+++ EXERCISE INPUTS +++

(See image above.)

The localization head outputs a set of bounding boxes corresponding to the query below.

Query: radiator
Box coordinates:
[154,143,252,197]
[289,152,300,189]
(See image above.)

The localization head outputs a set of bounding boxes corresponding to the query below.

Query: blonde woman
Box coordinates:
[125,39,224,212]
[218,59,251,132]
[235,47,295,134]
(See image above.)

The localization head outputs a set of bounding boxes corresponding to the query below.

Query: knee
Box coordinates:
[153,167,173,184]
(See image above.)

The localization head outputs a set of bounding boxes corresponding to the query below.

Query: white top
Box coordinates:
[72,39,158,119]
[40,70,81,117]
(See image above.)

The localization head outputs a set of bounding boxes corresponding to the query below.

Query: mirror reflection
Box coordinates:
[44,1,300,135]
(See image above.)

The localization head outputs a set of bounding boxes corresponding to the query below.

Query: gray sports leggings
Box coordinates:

+++
+++ EXERCISE INPUTS +++

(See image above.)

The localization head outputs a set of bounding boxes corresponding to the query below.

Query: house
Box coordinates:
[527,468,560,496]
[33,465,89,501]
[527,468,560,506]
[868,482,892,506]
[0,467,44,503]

+++
+++ EXERCISE INPUTS +++

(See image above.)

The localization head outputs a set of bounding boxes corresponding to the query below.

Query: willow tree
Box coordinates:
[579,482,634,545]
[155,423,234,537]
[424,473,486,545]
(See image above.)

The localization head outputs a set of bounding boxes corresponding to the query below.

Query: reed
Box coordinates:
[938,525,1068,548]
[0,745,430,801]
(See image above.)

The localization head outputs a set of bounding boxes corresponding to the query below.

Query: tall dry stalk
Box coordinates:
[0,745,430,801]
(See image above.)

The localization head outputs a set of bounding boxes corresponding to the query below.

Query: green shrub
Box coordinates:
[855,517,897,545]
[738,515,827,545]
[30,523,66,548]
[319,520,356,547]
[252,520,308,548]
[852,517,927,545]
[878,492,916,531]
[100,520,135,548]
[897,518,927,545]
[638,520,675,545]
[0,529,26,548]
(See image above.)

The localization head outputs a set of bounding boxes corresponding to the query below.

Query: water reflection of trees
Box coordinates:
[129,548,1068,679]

+++

— PROBLEM STATEMENT —
Which lines in the listing above contain the string "reflection", with case counting? Locate each one and copy it out in full.

— OUTPUT OF THE EXERCISE —
Query: mirror reflection
Query: water reflection of trees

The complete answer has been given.